» **WORK INSTRUCTIONS**: Reproduce the rows below without alteration, from the line containing "Where can the black plastic container" up to and including the line containing "column 320, row 142", and nothing else.

» **INPUT RECORDS**:

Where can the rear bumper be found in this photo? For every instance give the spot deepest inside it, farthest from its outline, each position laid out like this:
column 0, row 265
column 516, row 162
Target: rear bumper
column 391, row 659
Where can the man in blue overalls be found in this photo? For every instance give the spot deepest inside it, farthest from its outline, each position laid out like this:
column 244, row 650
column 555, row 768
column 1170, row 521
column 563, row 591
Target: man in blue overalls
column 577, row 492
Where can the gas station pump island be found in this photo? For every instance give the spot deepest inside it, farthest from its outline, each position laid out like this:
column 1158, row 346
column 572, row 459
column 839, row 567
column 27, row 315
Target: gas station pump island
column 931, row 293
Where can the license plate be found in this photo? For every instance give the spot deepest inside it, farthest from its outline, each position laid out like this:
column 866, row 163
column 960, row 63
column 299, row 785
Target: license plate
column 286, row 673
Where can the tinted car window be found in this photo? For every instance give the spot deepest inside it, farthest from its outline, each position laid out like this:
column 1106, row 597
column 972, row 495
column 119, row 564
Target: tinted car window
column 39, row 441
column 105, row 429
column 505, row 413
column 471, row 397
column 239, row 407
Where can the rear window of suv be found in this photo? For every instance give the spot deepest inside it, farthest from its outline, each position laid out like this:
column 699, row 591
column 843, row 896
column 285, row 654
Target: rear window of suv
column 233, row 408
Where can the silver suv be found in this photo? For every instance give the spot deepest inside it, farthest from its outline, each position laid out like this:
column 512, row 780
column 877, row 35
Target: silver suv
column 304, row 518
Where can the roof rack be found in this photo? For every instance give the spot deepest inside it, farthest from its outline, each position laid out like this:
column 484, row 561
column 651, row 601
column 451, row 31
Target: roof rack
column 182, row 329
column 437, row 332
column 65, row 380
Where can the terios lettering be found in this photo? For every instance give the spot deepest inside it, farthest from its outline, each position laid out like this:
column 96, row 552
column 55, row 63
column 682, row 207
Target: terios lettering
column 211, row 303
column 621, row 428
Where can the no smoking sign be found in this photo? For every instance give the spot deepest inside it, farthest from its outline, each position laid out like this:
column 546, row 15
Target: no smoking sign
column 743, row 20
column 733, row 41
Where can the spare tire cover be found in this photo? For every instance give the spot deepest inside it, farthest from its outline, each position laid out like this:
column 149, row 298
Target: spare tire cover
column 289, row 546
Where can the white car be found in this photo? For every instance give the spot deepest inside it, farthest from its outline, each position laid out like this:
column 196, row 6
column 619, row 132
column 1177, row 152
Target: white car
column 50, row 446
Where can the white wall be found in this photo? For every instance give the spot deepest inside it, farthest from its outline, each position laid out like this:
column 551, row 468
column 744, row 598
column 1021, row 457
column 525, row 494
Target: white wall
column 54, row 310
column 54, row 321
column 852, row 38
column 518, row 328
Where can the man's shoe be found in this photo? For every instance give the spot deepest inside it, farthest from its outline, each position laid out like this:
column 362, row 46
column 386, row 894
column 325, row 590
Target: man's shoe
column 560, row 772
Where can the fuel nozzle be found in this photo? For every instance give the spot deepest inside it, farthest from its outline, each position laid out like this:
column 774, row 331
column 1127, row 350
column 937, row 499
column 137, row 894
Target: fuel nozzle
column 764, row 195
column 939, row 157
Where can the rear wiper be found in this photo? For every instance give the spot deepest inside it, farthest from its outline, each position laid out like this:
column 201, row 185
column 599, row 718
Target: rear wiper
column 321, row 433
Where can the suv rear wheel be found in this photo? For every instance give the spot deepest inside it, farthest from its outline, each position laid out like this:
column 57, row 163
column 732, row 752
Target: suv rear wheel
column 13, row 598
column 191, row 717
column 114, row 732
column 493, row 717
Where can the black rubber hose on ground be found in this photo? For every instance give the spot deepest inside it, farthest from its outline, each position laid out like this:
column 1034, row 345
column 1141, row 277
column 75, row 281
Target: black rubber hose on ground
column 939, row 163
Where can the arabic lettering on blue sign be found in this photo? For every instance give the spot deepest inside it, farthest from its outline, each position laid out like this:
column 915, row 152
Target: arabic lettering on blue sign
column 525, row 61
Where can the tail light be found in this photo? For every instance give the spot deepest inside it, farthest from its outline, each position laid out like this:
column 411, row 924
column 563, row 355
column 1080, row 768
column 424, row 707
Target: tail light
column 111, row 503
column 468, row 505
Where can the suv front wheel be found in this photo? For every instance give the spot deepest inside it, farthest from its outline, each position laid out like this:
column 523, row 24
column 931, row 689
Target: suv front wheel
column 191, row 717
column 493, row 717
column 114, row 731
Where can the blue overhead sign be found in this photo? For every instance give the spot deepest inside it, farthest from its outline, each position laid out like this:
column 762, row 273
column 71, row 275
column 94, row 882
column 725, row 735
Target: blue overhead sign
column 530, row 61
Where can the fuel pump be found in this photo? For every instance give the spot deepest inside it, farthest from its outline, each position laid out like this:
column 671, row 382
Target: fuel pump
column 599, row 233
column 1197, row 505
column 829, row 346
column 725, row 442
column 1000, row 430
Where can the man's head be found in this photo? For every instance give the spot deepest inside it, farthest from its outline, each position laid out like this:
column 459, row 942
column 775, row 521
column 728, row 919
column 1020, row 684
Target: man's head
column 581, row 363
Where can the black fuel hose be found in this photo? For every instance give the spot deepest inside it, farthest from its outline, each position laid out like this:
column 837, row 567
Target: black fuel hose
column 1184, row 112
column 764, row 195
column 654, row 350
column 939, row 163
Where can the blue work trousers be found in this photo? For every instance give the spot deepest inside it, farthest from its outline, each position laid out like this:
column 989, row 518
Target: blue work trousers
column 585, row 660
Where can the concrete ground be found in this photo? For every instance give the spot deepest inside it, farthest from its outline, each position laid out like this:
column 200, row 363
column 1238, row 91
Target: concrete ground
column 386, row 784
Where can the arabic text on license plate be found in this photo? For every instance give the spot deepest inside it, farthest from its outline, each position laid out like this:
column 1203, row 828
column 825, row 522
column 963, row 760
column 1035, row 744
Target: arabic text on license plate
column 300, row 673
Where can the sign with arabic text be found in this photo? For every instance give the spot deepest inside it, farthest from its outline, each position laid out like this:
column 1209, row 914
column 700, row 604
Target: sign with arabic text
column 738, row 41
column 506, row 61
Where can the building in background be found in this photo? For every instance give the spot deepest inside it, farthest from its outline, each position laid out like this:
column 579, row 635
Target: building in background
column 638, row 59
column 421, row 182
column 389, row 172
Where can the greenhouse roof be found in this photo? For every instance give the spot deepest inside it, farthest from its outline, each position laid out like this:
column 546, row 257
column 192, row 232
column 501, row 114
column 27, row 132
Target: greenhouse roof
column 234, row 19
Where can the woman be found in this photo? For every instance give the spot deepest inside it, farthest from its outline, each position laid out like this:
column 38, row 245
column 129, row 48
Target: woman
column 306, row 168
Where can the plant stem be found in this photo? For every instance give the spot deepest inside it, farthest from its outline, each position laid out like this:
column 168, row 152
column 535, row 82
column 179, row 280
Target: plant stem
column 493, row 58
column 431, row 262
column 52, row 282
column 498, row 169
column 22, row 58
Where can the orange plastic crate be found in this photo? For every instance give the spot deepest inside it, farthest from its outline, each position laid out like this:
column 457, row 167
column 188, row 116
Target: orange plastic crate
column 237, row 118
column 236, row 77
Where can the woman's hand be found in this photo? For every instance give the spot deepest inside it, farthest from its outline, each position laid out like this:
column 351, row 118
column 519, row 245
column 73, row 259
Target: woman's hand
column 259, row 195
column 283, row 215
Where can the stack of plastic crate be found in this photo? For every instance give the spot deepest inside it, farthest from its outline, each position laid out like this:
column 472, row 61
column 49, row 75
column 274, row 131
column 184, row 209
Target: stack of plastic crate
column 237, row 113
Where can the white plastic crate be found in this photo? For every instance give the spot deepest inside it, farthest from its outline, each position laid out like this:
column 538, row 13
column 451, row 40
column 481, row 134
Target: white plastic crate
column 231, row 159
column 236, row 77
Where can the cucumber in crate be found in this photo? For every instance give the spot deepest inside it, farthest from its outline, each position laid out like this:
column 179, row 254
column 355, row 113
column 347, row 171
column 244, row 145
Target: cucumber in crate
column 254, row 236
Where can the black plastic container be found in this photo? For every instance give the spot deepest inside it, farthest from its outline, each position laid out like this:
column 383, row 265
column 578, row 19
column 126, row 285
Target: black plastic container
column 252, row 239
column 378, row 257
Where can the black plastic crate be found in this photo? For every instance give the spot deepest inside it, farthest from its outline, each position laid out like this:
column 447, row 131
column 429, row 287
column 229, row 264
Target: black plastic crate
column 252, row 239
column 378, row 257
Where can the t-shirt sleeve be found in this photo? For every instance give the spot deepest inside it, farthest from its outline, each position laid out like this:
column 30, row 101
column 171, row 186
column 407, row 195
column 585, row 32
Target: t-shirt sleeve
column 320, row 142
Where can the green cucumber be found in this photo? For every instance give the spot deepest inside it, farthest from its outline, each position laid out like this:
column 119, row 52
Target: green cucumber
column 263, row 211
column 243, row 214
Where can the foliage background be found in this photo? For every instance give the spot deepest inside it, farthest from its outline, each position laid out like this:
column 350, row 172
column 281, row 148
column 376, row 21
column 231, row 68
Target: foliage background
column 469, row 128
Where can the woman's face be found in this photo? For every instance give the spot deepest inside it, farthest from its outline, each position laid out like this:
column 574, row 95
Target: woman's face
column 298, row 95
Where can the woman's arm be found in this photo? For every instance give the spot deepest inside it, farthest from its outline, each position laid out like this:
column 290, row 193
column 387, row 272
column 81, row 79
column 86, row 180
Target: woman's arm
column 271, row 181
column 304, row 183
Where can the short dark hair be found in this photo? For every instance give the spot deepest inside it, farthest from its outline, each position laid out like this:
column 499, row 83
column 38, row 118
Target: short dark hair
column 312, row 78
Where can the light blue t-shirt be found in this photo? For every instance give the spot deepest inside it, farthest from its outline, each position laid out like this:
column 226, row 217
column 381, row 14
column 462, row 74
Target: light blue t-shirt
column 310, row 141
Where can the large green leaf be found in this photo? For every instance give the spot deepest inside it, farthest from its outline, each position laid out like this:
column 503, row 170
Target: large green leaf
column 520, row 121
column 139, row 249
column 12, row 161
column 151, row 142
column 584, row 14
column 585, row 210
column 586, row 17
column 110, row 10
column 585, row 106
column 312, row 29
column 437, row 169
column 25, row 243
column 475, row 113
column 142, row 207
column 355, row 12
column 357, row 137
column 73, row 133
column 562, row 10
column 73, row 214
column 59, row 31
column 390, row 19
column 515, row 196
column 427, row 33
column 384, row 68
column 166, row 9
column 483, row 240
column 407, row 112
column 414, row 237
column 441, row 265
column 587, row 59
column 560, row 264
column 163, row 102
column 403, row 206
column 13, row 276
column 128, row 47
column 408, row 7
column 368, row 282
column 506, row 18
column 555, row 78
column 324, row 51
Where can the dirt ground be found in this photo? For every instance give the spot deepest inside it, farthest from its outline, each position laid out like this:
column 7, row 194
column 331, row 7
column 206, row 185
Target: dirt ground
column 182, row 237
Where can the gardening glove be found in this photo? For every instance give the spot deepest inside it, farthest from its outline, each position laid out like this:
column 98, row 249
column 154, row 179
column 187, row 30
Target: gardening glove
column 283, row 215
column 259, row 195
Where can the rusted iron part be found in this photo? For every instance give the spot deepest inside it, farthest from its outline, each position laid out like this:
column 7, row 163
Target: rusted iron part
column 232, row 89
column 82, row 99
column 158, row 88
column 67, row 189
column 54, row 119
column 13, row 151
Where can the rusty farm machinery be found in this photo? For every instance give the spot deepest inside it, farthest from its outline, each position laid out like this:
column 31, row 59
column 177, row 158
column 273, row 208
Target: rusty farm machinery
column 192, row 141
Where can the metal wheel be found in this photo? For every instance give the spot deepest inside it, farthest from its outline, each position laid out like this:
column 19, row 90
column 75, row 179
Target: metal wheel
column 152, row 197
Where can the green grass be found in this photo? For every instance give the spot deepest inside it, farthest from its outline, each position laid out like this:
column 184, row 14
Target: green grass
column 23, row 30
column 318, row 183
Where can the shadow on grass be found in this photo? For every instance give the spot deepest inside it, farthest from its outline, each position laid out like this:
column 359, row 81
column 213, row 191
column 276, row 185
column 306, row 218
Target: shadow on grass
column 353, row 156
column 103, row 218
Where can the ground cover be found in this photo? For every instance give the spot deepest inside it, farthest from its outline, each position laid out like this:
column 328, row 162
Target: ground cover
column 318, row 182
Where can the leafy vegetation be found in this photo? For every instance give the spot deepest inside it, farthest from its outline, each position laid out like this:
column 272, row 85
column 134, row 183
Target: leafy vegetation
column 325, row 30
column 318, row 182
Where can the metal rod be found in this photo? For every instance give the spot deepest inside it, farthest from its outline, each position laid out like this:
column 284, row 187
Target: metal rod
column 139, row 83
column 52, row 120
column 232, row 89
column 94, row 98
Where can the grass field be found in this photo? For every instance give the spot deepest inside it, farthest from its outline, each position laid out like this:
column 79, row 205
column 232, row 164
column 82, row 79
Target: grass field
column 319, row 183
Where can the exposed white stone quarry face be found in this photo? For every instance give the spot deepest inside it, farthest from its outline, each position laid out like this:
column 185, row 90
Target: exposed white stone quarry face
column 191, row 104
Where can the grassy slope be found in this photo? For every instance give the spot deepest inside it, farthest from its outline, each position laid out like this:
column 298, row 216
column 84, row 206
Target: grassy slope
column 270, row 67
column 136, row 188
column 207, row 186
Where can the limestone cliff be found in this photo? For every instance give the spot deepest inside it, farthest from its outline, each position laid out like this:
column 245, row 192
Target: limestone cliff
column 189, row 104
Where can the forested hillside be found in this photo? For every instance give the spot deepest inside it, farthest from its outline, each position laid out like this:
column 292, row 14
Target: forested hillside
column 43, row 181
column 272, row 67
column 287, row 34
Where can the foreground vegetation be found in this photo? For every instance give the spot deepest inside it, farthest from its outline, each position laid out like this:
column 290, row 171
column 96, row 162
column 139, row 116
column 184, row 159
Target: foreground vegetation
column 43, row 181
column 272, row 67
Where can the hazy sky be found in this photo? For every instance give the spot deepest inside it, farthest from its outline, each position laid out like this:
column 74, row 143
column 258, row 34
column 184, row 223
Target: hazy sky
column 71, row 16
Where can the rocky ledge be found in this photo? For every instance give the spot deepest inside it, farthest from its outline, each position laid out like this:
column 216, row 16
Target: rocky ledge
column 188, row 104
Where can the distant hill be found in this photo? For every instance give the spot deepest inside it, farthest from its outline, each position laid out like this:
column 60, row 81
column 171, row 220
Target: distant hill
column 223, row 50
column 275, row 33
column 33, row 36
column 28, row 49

» **WRITTEN REPLY**:
Where can the black plastic container be found in this photo? For every instance give the spot deepest inside it, farthest from its outline, each position laid out like this:
column 383, row 265
column 578, row 19
column 126, row 285
Target: black plastic container
column 252, row 239
column 378, row 257
Where can the black plastic crate be found in this photo? For every instance give the spot deepest inside it, farthest from its outline, each position laid out like this:
column 447, row 131
column 429, row 287
column 229, row 264
Target: black plastic crate
column 252, row 239
column 378, row 257
Where can the t-shirt sleeve be found in this photo? For every instance give the spot deepest inside it, farthest from its outline, each position laid out like this:
column 30, row 101
column 171, row 186
column 407, row 195
column 585, row 32
Target: t-shirt sleeve
column 320, row 142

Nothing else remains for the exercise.